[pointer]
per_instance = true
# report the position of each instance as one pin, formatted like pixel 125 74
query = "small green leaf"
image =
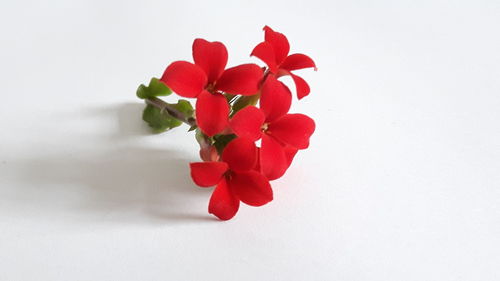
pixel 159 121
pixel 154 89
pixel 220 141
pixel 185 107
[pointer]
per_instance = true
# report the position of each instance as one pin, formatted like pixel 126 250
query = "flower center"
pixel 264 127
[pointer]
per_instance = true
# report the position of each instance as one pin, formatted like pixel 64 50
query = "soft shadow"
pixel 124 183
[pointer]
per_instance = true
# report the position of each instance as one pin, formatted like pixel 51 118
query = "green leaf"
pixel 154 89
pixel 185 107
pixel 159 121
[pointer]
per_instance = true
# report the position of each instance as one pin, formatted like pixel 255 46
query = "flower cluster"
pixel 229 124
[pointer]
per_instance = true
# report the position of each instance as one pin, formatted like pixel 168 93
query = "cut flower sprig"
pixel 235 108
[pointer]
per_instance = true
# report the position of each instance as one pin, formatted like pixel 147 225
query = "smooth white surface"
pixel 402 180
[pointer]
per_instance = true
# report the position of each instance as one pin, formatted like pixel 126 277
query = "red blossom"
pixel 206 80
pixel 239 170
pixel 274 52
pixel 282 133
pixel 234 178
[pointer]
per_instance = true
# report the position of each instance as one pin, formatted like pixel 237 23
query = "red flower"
------------------------------------------------------------------------
• [Prompt] Write out once more the lines above beginning at the line with "pixel 147 225"; continue through the final line and stop there.

• [Written response]
# report the position of each instance as one pin, formatted like pixel 147 225
query = "smooth white surface"
pixel 402 180
[pointer]
per_instance = true
# report the position of each instance as one pin, formatted like pixel 126 277
query = "red blossom"
pixel 206 80
pixel 239 170
pixel 274 52
pixel 282 133
pixel 234 178
[pointer]
per_instance = true
# report the position of each instance as one pin, formatted like pixel 237 23
query = "red flower"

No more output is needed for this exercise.